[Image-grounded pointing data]
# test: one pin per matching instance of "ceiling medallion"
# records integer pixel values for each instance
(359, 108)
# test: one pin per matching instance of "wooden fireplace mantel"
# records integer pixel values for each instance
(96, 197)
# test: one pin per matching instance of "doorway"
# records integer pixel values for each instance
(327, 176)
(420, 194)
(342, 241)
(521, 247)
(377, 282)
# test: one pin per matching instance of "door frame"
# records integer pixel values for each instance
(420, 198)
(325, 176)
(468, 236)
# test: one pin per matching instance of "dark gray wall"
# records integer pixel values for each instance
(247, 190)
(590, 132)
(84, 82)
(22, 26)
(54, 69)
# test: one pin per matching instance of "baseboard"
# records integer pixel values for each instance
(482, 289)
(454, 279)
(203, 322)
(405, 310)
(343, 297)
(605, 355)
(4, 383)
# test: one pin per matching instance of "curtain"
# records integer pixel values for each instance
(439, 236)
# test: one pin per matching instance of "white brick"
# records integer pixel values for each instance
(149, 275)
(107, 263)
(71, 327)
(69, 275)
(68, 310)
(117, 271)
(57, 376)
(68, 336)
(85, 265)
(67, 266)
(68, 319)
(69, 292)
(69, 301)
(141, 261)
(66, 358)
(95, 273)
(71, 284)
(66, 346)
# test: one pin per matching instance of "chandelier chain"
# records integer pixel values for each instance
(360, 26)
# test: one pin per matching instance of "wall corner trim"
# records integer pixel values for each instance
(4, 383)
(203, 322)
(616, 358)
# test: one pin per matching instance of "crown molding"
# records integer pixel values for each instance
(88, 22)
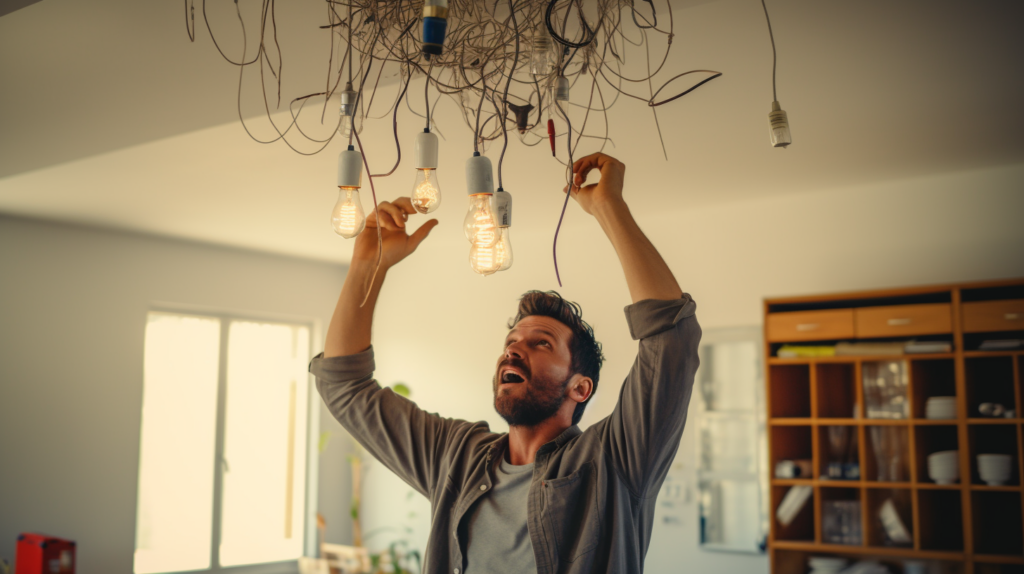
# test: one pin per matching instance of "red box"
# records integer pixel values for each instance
(38, 554)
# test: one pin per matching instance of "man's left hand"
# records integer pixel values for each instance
(607, 191)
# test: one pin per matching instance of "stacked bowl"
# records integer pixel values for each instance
(995, 469)
(943, 467)
(825, 565)
(940, 407)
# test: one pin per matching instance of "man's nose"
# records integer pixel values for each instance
(513, 350)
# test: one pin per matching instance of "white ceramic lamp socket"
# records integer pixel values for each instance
(347, 217)
(426, 189)
(779, 127)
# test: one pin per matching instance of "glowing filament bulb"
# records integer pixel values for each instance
(347, 217)
(484, 259)
(480, 227)
(426, 191)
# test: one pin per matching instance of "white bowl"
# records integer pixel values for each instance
(995, 470)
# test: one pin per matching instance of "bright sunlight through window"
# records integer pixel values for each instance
(261, 478)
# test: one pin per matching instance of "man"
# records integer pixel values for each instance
(545, 497)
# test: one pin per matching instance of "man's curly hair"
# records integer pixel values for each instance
(585, 350)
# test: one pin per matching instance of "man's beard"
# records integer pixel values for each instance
(541, 402)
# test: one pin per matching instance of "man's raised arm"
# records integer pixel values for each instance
(646, 273)
(403, 437)
(350, 325)
(642, 433)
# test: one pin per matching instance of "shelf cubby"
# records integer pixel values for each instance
(839, 453)
(989, 380)
(791, 443)
(993, 439)
(837, 393)
(996, 523)
(833, 531)
(940, 520)
(931, 378)
(801, 527)
(930, 439)
(887, 454)
(961, 527)
(903, 506)
(992, 568)
(791, 391)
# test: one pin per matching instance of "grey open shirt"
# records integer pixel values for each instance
(591, 503)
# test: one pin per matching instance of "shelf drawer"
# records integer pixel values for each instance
(902, 320)
(810, 325)
(993, 315)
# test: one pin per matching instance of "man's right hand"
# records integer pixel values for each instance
(397, 244)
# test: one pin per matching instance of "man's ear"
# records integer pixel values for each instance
(581, 388)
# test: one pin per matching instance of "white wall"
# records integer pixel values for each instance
(439, 327)
(69, 431)
(73, 309)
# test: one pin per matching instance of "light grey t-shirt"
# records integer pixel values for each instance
(498, 537)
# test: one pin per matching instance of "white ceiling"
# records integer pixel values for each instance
(111, 117)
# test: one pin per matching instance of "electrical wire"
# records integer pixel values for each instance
(774, 57)
(602, 47)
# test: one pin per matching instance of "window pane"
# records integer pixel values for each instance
(264, 443)
(179, 409)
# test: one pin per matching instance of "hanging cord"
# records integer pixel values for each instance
(394, 124)
(483, 95)
(568, 190)
(380, 235)
(426, 91)
(774, 57)
(190, 14)
(505, 103)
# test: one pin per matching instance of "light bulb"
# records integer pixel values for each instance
(504, 249)
(484, 259)
(779, 126)
(426, 191)
(480, 226)
(347, 217)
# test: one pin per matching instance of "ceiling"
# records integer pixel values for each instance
(110, 116)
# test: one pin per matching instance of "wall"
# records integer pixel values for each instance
(439, 327)
(73, 308)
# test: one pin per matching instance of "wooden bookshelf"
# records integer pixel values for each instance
(968, 527)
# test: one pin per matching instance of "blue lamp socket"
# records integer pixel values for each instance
(433, 35)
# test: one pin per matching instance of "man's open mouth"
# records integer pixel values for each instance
(512, 377)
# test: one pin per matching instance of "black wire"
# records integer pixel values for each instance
(505, 96)
(653, 13)
(588, 34)
(394, 123)
(774, 57)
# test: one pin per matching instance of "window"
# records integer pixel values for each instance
(731, 444)
(223, 449)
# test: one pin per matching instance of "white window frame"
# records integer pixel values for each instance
(309, 532)
(757, 415)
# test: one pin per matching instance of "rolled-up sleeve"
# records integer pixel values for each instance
(404, 438)
(642, 433)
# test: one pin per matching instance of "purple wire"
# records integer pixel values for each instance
(568, 191)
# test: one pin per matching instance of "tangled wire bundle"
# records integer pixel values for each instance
(499, 56)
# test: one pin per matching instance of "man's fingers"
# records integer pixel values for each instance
(392, 212)
(406, 205)
(421, 233)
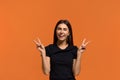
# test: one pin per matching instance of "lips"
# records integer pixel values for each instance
(61, 35)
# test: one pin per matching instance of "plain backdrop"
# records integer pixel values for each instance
(22, 21)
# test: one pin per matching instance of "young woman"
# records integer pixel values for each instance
(62, 58)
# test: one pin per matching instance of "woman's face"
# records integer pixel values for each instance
(62, 32)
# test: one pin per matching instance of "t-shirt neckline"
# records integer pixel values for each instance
(60, 48)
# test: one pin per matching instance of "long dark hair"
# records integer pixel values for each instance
(70, 37)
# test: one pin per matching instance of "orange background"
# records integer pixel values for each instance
(22, 21)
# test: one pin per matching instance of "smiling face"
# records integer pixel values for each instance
(62, 32)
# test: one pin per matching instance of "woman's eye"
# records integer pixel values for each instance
(65, 29)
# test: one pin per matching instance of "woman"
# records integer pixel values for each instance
(61, 59)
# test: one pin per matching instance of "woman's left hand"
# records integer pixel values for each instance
(82, 48)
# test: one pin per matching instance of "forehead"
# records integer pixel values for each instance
(62, 25)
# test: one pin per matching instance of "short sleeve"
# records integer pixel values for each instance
(75, 52)
(48, 50)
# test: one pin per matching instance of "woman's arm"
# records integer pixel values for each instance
(77, 61)
(45, 59)
(45, 64)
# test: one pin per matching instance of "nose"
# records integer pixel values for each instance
(61, 31)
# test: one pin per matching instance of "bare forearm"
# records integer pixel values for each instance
(77, 65)
(45, 65)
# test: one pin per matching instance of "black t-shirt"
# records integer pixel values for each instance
(61, 61)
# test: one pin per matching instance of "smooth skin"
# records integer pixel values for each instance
(62, 32)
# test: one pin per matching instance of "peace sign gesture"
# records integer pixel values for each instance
(40, 46)
(82, 48)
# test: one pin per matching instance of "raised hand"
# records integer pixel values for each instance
(40, 46)
(82, 47)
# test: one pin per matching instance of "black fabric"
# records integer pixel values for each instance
(61, 61)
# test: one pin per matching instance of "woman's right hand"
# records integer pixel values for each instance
(40, 46)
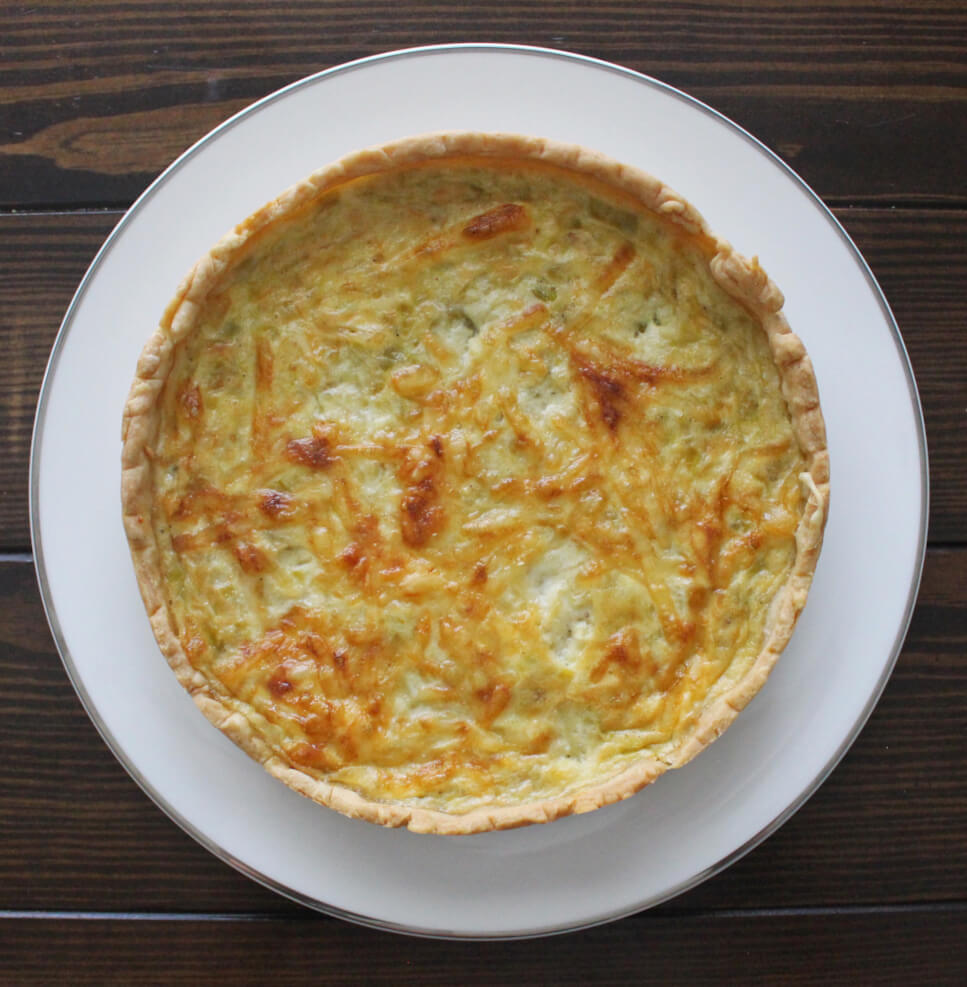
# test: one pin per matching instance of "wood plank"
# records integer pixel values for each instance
(904, 946)
(98, 97)
(918, 255)
(887, 827)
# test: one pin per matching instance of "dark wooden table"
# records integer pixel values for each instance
(868, 101)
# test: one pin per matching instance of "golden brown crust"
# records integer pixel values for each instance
(741, 278)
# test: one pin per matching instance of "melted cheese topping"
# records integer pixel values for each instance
(472, 486)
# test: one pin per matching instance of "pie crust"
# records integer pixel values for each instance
(195, 546)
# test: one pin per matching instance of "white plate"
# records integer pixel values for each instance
(577, 871)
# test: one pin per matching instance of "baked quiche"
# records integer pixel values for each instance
(473, 482)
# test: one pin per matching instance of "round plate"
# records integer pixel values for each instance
(577, 871)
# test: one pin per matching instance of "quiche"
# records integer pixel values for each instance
(473, 482)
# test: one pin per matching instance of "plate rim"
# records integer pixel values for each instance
(248, 870)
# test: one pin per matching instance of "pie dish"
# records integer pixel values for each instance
(473, 482)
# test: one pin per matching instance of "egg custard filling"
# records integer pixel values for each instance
(473, 482)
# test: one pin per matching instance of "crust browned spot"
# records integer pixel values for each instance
(420, 516)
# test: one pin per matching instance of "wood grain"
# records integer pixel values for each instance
(905, 946)
(917, 254)
(887, 827)
(98, 97)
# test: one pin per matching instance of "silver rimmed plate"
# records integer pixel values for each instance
(577, 871)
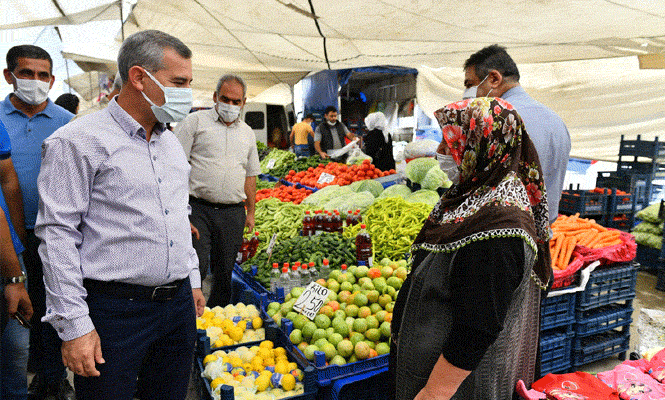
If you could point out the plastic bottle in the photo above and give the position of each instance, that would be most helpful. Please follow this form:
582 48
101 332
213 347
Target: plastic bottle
307 224
349 218
295 276
253 245
325 269
305 277
313 273
274 277
283 281
364 246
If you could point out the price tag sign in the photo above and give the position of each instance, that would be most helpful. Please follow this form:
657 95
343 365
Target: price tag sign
273 240
311 300
325 178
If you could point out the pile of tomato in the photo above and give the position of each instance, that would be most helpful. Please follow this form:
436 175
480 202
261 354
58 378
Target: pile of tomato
284 193
343 174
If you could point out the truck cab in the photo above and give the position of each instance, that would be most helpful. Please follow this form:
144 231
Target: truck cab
271 123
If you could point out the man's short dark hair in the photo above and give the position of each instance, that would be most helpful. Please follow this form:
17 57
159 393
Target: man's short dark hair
493 57
68 101
330 109
27 51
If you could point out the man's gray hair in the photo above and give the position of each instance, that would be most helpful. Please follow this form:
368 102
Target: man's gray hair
146 49
229 78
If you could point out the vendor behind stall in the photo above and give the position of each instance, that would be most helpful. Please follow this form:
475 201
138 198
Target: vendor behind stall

* **ASSIGNMENT**
Could you state how many lines of the entries contain the word "raised"? Only the number is wanted.

* **RESPONSE**
2